**PASSAGE TO READ**
★ ★ ★ ★ ★ ★ ★

Limitations in processor design mean the ‘free lunch’ is over for software developers, as we come to terms with the fact that chips simply aren’t going to get much faster. Matt Nicholson went to Think Parallel, Intel’s conference held in Lisbon in April 2007, to find out more.
Originally published on DNJ Online, Jun 2007
Up until now, programmers have had it easy. Ever since the first 16-bit processors appeared in the late 1970s, processor speeds have been increasing at an exponential rate, doubling every two years, or more recently, every 18 months. The modern Intel Pentium 4 offers 10,000 times the processing speed of the 8086, found in the original IBM PC. However the essential architecture has remained unchanged, which means programs which ran on last year’s processors continue to run on today’s, only faster. They may need to be recompiled to take advantage of the latest technology, but in the end it has always been hard disk or network access that caused the bottleneck and that wasn’t a coder’s problem.
However, as we found out at Think Parallel, Intel’s EMEA Channel Conference 2.0 held in Lisbon in April 2007, that’s about to change. Here Herb Sutter, Microsoft Software Architect and chair of the C++ Standards Committee, told us in the opening keynote, “Your free lunch is over.” Up until recently, clock speed has increased along with processing speed, from the 4.77MHz of the 8086 to the 3.2GHz of the Pentium 4. However Intel abandoned plans for a 4GHz processor in 2004, and since then maximum processor speeds have increased to only around 3.8GHz.
Why is this? As James Reinders of Intel Software told us, it is not because Moore’s law, which states that the density of transistors doubles every two years, no longer applies. Intel’s current generation of processors are constructed using a 65nm process and Intel plans to introduce a 45nm process in 2008, followed by 32nm in 2010 and 22nm in 2012. It is because faster processor speeds require too much power and generate too much heat, which cannot be dissipated fast enough. Higher transistor density can be used to build larger caches, which reduce the memory bottleneck, or to put graphic processors or network interfaces on the chip, but when it comes to cramming more processing cycles into each second, we’re rapidly approaching a brick wall.

★ ★ ★ ★ ★ ★ ★

[Records from a data collection]
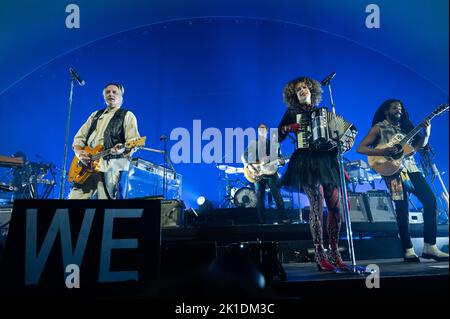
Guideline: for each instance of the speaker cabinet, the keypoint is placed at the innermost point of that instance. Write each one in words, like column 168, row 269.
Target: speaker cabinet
column 358, row 209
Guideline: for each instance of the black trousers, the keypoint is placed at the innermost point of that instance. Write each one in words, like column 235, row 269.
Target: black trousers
column 260, row 188
column 425, row 195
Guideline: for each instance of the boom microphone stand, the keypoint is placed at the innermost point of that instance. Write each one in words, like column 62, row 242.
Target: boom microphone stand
column 354, row 269
column 74, row 76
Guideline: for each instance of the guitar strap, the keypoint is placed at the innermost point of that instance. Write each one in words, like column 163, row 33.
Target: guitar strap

★ ★ ★ ★ ★ ★ ★

**SHORT PROBLEM 1**
Quote the part of the article on processor speed limits that opens with the words containing "However, as we" and closes with "only around 3.8GHz.".
**SHORT PROBLEM 2**
Extend the article on processor speed limits, picking up right after its last sentence.

**EXPECTED ANSWER 1**
However, as we found out at Think Parallel, Intel’s EMEA Channel Conference 2.0 held in Lisbon in April 2007, that’s about to change. Here Herb Sutter, Microsoft Software Architect and chair of the C++ Standards Committee, told us in the opening keynote, “Your free lunch is over.” Up until recently, clock speed has increased along with processing speed, from the 4.77MHz of the 8086 to the 3.2GHz of the Pentium 4. However Intel abandoned plans for a 4GHz processor in 2004, and since then maximum processor speeds have increased to only around 3.8GHz.

**EXPECTED ANSWER 2**
The solution is to put more than one processing core on a single chip. Rather than attempt to do one thing after another at an ever higher speed, try doing more than one thing at the same time. Build a two-core processor and you should be able to do twice as much without increasing clock speed. Put in four cores and you should be able to do four times as much. Most new desktops and even laptops are now dual-core and Intel is talking about introducing four core processors by 2008, and 64 cores by 2011.
The concurrency catch
However there is a catch. Most of us write programs on the assumption that instructions will be executed sequentially. Try and execute more than one instruction at the same time and you can run into problems – particularly if each thread is writing to and reading from the same memory locations.
Herb Sutter went on to discuss the ‘three pillars’ of parallelisation. First of all there is the move from synchronous operation, where a program makes a function call and waits for the response, to asynchronous operation, where code can get on with something else until the result is ready. Then there are concurrent collections, where the same operation needs to be done on a collection of objects. If there are no dependencies then such operations can be executed in parallel. Finally there are ‘mutable shared state’ situations, where threads could find themselves treading on each others toes, perhaps creating deadlocks or race conditions where the value of a variable becomes dependent on which thread got there first. This is where parallelisation becomes hard.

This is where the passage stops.